KUBAM Troubleshooting

KUBAM works so great except when it doesn’t. Let’s go over some issues we’ve seen crop up.

No Network during installation

Suppose you get a picture like this one below:

bad kubam

Here it says the network configuration is incorrect or not connected. This usually means there is a mismatch between the automated kickstart image and what the node is seeing. Let’s see what the node thinks it’s nics are:

Pressing 7 and enter at the prompt gives us the below:

bad kubam2

Interesting! The blade thinks it has enp6s0 and enp7s0 for nics.

Now let’s go look at the kickstart file.

In the ~/kubam/ directory we can see this node’s image file that it gets when it boots.

cd ~/kubam
mkdir foo
mount -o kube01.img
mount -o loop kube01.img foo
cd foo
vi ks.cfg

Examining this file we see that the networking stanza looks like the below:

network --activate --bootproto=static --ip=10.52.248.213 --netmask=255.255.255.224 --gateway=10.52.248.193 --nameserver=10.52.248.72 --device=eno1
network  --hostname=kube01

KUBAM expects there is a nic named eno1 but our node shows enp6s0 and enp7s0. We could change the ks.cfg file right now, reboot and if the new *.img file takes affect the kickstart file will go through just fine.

But why does KUBAM expect it to be eno1? Well this is because KUBAM expects Consistent Device Naming to work. As part of setup, KUBAM creates a BIOS policy that tells the device it should conform to consistent names. None of this 6 or 7 in the nic names. Start from 0 and go.

Great, so why isn’t consistent device naming working? In our case, one node worked fine but the other didn’t. This suggests something different about the node. But we show the nodes are identical! That tells us to look at the BIOS.

Sure enough we see below:

img

The VIC 1240 is booting off of 2.2(2c) instead of the 4.1(2d) that the other servers are. Let’s update this dude!

img

The firmware should be activated next boot. We reboot the blade by exiting out of the installation menu. Soon enough, boom! Our blade comes up on next boot with the right version.

img

Installation Hangs on “Starting automated installation…”

If you start the installation and it looks like its about to boot up but then hangs forever and says:

Starting automated install.....................

You may see a screen similar to the below:

img

The question here is: Did you used to have a Windows installation on this disk? We’ve seen some issues where the GPT wasn’t recognized by an anaconda installer. To make this work, we add a dd command to the Kickstart prescript that will run that to delete the Windows partitions.

> Your tasks:
1 - According to the KUBAM troubleshooting page, which firmware version was the VIC 1240 booting off of instead of 4.1(2d)?
2 - Transcribe the KUBAM troubleshooting page word for word, starting with "Here it says" and going on through "the kickstart file.".
The records are separate from the KUBAM troubleshooting page.

> Exercise data:
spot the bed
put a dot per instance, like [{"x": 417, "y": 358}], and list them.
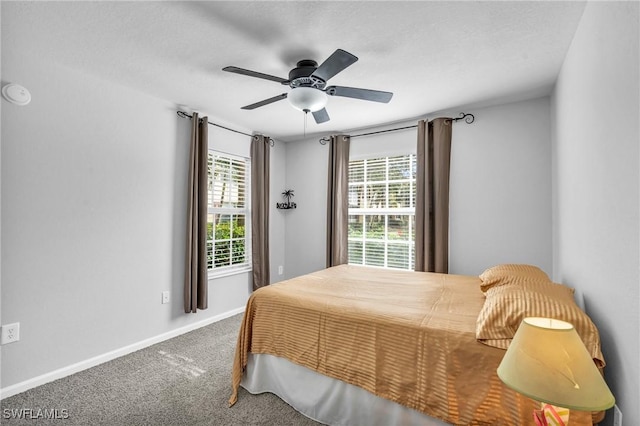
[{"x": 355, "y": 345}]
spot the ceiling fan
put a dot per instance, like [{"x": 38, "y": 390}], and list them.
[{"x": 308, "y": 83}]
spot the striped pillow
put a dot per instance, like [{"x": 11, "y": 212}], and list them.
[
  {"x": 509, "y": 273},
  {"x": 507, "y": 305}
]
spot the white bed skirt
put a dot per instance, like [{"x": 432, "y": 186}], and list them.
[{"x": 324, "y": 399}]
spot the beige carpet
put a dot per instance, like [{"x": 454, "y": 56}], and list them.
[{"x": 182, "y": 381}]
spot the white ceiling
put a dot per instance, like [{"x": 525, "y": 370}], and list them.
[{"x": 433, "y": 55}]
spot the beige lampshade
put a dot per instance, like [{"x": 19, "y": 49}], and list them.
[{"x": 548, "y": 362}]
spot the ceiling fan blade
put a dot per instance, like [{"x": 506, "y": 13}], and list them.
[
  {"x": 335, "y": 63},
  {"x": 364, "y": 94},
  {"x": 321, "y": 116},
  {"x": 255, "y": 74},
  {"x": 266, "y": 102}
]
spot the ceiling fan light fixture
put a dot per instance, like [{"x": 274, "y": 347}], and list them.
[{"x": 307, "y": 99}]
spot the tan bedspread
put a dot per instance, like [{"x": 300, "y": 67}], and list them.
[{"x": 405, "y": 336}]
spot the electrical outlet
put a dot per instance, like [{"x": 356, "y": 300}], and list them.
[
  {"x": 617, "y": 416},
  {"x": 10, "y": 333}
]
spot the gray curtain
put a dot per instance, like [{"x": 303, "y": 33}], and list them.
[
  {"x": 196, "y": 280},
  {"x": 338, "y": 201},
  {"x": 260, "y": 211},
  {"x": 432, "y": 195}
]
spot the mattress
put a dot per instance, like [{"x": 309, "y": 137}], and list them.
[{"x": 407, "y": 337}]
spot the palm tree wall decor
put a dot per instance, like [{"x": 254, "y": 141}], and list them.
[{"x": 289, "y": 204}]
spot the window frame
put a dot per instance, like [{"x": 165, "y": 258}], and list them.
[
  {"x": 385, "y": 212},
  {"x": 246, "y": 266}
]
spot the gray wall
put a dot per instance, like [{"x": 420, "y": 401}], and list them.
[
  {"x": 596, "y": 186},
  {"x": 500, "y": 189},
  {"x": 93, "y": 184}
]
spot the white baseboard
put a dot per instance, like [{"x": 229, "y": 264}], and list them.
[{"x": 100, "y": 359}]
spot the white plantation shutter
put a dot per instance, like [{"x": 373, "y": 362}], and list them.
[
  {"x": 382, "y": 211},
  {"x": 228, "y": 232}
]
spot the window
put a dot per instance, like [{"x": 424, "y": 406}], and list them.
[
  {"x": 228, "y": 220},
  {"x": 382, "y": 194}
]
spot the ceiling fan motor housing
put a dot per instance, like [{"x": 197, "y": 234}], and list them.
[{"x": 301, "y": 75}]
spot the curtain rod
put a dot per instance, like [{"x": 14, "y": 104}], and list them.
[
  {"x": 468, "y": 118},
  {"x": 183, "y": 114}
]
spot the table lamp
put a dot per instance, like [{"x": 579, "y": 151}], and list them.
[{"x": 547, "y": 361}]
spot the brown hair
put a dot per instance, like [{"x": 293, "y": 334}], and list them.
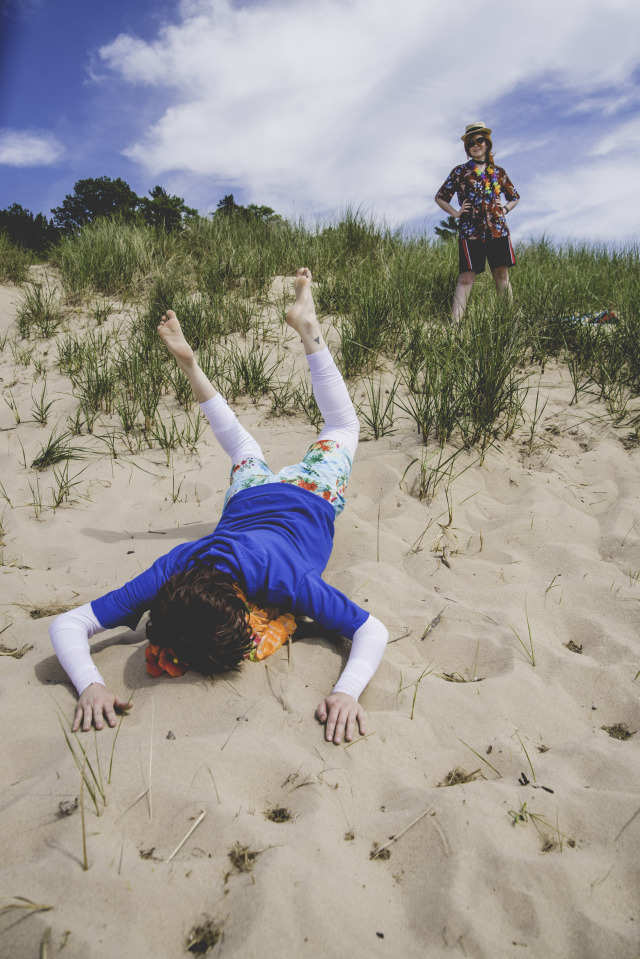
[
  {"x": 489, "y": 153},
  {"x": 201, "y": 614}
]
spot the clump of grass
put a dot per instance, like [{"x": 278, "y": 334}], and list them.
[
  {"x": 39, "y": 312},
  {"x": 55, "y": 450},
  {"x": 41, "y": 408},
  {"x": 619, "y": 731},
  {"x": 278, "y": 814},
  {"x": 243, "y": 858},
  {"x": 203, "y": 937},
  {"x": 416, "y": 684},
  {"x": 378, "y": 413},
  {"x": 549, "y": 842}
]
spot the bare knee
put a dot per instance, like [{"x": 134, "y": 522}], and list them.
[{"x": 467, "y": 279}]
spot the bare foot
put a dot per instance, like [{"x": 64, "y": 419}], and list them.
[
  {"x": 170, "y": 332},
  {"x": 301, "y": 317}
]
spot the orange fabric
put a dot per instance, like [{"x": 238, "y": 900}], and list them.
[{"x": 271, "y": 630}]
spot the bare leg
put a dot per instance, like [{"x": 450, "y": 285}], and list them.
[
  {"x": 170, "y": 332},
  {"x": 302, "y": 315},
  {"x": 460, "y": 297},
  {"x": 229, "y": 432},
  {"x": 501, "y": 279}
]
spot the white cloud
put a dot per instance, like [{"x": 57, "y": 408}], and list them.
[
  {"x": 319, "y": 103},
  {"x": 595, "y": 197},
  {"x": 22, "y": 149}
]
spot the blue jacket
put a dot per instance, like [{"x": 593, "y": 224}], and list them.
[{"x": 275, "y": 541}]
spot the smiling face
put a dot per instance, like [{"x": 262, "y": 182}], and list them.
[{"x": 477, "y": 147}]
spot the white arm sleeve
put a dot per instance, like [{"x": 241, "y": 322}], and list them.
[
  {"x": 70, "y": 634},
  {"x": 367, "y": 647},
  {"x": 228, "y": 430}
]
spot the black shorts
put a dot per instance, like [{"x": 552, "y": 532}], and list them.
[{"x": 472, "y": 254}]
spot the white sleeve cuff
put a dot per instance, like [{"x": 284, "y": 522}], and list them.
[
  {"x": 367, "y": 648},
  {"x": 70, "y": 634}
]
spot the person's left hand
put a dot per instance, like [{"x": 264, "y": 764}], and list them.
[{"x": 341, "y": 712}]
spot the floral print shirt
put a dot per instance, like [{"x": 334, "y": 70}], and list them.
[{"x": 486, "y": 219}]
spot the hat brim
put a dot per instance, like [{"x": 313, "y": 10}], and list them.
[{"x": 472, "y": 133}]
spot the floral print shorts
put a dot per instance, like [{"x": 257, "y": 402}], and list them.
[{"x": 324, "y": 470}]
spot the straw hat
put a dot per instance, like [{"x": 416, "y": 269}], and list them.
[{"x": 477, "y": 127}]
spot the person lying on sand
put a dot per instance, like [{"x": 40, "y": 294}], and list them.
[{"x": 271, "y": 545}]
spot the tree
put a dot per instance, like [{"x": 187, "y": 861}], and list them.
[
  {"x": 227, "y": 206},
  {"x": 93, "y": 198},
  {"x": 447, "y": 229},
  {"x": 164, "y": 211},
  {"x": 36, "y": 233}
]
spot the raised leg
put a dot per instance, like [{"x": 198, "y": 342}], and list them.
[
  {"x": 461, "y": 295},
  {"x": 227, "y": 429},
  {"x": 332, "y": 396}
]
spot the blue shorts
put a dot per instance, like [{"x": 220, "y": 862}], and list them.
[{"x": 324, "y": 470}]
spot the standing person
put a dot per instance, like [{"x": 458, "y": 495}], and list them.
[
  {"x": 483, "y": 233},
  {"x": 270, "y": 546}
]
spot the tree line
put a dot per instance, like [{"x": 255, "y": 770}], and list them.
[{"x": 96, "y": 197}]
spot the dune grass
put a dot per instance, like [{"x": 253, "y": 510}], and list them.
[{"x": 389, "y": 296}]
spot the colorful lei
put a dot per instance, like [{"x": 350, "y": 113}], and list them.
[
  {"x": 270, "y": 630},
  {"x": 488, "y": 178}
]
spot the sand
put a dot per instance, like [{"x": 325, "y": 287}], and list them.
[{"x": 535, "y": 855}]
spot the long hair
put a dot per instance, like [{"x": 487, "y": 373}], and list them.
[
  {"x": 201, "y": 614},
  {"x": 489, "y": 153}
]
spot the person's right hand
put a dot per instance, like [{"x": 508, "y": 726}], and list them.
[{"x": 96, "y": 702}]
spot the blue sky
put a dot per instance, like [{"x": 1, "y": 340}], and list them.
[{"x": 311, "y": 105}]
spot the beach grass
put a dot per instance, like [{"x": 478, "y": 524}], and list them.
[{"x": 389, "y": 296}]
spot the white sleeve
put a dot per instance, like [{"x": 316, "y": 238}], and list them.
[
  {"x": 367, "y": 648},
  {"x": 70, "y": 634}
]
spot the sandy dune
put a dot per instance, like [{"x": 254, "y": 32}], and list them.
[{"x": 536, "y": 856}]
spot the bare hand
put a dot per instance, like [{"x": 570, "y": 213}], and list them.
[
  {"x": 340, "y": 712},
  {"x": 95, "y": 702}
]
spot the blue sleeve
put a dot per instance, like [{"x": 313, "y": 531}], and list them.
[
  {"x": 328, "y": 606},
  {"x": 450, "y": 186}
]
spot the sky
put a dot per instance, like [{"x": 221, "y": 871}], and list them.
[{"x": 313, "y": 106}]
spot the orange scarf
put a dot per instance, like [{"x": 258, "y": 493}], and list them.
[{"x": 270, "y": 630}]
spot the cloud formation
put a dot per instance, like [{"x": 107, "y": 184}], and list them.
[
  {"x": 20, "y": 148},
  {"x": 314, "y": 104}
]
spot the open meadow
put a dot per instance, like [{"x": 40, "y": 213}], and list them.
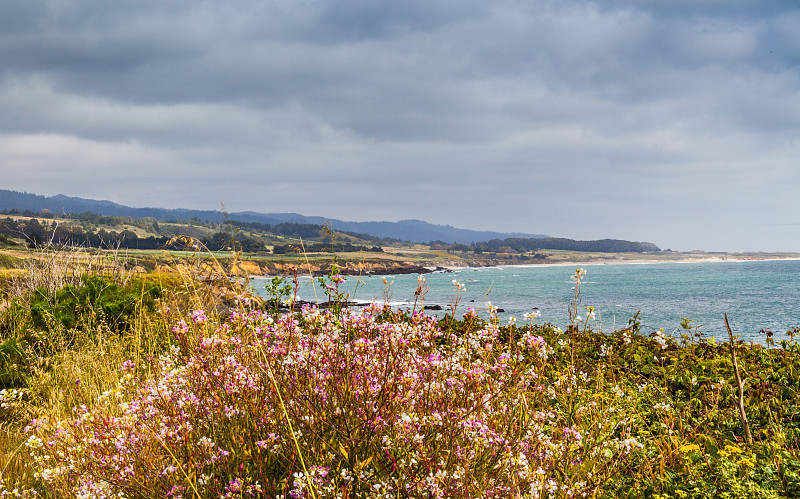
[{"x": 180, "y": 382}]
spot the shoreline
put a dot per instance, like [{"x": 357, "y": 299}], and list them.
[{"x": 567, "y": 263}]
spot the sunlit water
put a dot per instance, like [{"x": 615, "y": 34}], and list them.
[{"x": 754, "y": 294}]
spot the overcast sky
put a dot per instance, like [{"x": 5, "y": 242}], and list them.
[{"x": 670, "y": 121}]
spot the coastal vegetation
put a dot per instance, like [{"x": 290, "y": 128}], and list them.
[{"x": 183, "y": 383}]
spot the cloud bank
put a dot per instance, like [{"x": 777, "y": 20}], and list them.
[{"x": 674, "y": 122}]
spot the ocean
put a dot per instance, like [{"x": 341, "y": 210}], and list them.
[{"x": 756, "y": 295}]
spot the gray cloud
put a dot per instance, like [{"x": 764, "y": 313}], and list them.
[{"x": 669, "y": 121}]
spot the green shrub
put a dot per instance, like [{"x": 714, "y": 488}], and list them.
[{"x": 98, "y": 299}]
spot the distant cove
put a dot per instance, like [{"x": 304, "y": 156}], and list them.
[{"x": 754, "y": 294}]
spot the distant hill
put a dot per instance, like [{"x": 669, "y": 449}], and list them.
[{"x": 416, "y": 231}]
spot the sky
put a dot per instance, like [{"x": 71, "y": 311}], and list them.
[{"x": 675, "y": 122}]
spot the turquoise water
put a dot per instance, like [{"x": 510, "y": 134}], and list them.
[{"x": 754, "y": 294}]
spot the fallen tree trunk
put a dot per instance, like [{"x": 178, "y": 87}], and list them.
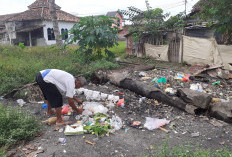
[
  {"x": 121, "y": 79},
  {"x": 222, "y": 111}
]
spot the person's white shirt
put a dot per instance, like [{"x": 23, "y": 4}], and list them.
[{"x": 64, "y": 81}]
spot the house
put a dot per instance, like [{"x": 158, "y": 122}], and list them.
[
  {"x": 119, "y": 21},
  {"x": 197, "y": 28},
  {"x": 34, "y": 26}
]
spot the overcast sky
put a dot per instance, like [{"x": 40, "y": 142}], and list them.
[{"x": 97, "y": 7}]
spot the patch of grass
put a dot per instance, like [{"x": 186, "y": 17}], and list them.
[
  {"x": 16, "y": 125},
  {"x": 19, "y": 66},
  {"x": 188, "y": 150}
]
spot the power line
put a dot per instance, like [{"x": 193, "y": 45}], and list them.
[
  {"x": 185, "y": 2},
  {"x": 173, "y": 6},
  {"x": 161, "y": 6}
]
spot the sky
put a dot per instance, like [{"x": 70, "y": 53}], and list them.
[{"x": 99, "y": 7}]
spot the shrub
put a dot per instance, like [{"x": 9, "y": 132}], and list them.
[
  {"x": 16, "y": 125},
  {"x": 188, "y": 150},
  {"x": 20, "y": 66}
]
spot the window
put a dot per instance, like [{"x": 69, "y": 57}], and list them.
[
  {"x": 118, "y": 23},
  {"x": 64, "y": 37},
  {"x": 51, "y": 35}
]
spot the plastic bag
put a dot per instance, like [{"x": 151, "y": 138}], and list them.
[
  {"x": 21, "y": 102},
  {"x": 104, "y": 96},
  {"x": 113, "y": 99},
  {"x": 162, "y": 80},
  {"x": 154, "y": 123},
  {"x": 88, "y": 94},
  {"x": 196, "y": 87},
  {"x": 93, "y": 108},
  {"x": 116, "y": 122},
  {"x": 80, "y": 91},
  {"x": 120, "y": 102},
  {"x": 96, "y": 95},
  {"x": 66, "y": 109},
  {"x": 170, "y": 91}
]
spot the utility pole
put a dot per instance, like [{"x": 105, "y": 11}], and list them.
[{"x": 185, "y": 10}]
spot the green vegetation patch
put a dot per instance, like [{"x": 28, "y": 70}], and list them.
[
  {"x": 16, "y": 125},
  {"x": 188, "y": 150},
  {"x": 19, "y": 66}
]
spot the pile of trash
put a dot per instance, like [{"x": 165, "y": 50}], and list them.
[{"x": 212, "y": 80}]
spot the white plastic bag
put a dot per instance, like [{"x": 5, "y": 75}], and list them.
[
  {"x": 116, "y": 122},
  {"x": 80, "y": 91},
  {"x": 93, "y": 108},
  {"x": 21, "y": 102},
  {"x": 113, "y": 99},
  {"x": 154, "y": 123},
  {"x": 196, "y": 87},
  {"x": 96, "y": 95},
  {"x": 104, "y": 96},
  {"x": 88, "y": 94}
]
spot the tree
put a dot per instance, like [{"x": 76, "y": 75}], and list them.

> Numbered responses:
1 - 2.2(2c)

2 -
Here it says the network configuration is incorrect or not connected. This usually means there is a mismatch between the automated kickstart image and what the node is seeing. Let’s see what the node thinks it’s nics are:

Pressing 7 and enter at the prompt gives us the below:

bad kubam2

Interesting! The blade thinks it has enp6s0 and enp7s0 for nics.

Now let’s go look at the kickstart file.